Top of MATERIAL PROVIDED

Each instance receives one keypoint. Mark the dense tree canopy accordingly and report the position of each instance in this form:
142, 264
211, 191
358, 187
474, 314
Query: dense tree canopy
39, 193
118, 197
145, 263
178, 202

Bottom of MATERIAL PROVIDED

BRIEF: Take the records shown above and output them again exactly.

PROBLEM SOLUTION:
Each instance receives one keypoint. Mark the dense tree canopy accordingly and report the position of each instance in this form:
142, 264
211, 191
358, 187
474, 314
Query: dense tree canopy
39, 193
118, 197
145, 263
178, 202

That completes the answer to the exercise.